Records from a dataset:
▬▬▬

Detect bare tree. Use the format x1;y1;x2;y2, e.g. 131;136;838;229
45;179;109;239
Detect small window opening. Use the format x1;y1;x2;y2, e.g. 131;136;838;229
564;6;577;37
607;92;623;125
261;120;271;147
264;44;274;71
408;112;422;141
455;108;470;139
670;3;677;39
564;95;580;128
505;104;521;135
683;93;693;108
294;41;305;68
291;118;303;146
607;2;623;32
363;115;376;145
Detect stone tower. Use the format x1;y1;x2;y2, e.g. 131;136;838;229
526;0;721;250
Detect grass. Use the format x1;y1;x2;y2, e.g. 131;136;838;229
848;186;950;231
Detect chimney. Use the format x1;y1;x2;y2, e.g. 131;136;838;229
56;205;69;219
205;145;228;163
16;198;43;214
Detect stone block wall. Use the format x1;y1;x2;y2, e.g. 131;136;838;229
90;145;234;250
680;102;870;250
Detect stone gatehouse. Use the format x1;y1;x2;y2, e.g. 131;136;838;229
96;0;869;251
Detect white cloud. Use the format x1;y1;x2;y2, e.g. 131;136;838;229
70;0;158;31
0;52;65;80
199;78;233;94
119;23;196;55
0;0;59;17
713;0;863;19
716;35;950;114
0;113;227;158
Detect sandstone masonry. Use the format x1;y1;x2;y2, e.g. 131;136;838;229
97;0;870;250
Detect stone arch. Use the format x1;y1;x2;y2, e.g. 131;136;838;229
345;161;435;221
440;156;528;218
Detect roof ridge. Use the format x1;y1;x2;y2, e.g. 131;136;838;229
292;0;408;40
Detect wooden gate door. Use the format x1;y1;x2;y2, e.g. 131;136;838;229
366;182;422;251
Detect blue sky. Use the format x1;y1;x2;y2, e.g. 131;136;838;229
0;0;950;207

▬▬▬

What is needed ▸ Carry over the records from the line containing "Detect roof ridge." through the end of the records, requests included, and add 110 to every bounding-box coordinate in the answers.

Written response ▸
Detect roof ridge. Use the format x1;y1;x2;y2, e.g. 131;136;838;229
402;110;518;150
Detect wooden gate door. Use the format x1;y1;x2;y2, e.g. 131;136;838;229
476;292;532;361
Detect blue sky. Use the format x1;y1;x2;y2, e.g. 131;136;838;229
110;110;1060;317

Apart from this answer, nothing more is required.